# THE TASK
Give every line of the data again, unchanged, but with no pictures.

++++

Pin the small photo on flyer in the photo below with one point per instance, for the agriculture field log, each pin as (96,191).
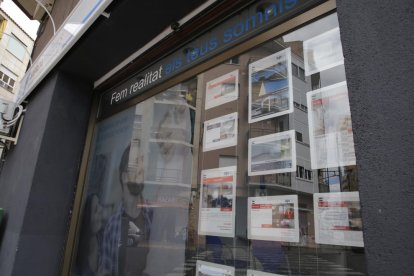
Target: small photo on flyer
(212,269)
(273,218)
(274,153)
(220,132)
(217,202)
(270,87)
(222,90)
(330,127)
(338,219)
(260,273)
(323,52)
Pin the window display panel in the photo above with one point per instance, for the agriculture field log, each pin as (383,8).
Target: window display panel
(138,188)
(248,168)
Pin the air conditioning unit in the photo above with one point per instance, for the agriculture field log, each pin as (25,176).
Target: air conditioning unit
(7,109)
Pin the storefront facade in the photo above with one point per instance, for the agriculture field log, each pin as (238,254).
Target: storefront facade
(232,154)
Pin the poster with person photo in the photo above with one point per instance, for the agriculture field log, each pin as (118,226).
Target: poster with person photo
(273,218)
(222,90)
(270,86)
(338,219)
(217,202)
(330,127)
(273,153)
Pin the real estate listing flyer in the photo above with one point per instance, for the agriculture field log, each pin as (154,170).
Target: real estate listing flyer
(220,132)
(273,218)
(322,52)
(217,202)
(274,153)
(330,127)
(270,86)
(222,90)
(338,219)
(212,269)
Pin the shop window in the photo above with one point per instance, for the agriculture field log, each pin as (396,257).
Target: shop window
(210,184)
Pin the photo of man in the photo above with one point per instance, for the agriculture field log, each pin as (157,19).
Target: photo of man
(123,250)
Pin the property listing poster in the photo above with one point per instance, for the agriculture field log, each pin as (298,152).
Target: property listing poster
(217,202)
(323,52)
(330,127)
(211,269)
(220,132)
(274,153)
(270,86)
(273,218)
(338,219)
(260,273)
(222,90)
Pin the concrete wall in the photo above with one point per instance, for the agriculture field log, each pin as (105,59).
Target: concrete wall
(377,39)
(39,177)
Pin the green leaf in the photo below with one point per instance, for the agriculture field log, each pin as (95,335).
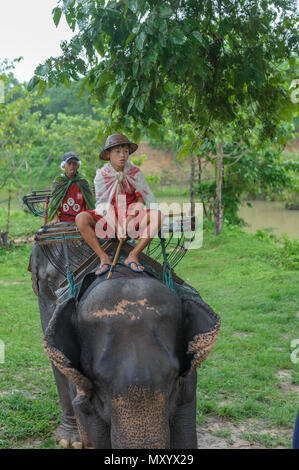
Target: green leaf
(41,87)
(198,37)
(177,36)
(140,40)
(135,68)
(139,103)
(33,82)
(130,105)
(133,5)
(57,12)
(165,11)
(130,38)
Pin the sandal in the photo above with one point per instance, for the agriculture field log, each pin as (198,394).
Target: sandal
(105,270)
(129,265)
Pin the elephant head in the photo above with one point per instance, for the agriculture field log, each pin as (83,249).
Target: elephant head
(130,349)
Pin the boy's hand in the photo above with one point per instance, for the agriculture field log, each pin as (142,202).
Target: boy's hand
(54,221)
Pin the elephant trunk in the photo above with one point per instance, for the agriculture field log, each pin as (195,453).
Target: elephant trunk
(139,420)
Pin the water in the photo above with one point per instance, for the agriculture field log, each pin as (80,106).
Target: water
(272,217)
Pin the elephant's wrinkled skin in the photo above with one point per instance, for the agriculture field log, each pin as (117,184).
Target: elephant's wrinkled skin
(121,361)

++++

# TASK RESPONSE
Pin the small photo on flyer in the photo below with one point per instance, for the agriculture field log, each pin as (96,191).
Target: small photo on flyer
(212,269)
(273,218)
(274,153)
(220,132)
(217,202)
(270,87)
(222,90)
(330,127)
(338,219)
(260,273)
(323,52)
Pin the window display panel in the photo above with one point per instance, for the agriculture field log, each pin as (383,8).
Target: window display panel
(138,188)
(248,168)
Pin the air conditioning unit in the photo above with one point per instance, for the agriculture field log, each pin as (25,176).
Target: air conditioning unit
(7,109)
Pin the storefront facade in the photo above with one point per instance, for the agriculture field log, each pin as (238,254).
Target: storefront facade
(232,154)
Pin the poster with person photo in the photo above with one point per instance, for the agriculture field log, each pin as (118,226).
Target: poster with person photo
(273,218)
(222,90)
(270,86)
(338,219)
(217,202)
(330,127)
(273,153)
Pin the real estate listing flyer in the photo above with one point per instance, for the agriculture field log, each pin as (154,170).
Target: real estate listing flyer
(220,132)
(273,218)
(322,52)
(217,202)
(274,153)
(330,127)
(270,86)
(222,90)
(338,219)
(212,269)
Pin the shop window in the photo above with one point per instance, for the agriculture field log, each pin as (396,257).
Target: shop window
(210,184)
Pin the photo of man in the photo above with one point per instance, for the agriculture field log, each pin as (157,19).
Target: photo of man
(123,250)
Pin the property listing poster in the photo above with one point per instance, for the agriculture field log, each pin as (298,152).
Target: property listing poster
(217,202)
(323,52)
(330,127)
(211,269)
(220,132)
(274,153)
(270,86)
(273,218)
(338,219)
(260,273)
(222,90)
Pin the concrete wall in the photo above with one point per instance, for the agriculture field log, each pin as (105,59).
Target: concrete wall
(377,39)
(39,177)
Pin the green leaf in the photo below with one point per instance, for the agriculture field log, each pin as (95,335).
Target: green leaf
(41,87)
(198,37)
(177,36)
(140,40)
(135,68)
(139,103)
(33,82)
(130,105)
(133,5)
(57,12)
(165,11)
(130,38)
Pin the sandal in the photo above with one point per instance, for the agriculture field log, each pin as (198,394).
Target: sandal
(105,270)
(129,265)
Pin the elephant head in the photo above with one point per instance, for the agriculture field log, each pin as (83,249).
Target: elephant head
(130,349)
Pin the boy's hand in the photo above with one point per instance, for the agriculture field log, each pin as (142,202).
Target: boy's hand
(54,221)
Pin the elephant trunk in the photo above with one point per instance, for the agriculture field log, each pin as (195,453).
Target: elephant trunk
(139,420)
Pin the water in the photo above with one point per instance, for the agriculture field log, each pin as (80,106).
Target: water
(272,217)
Pin the elephant's wrinkled skin in the photo above with one point per instance, for the agriculture field log, each pin as (117,184).
Target: elephant's wrinkled skin
(121,361)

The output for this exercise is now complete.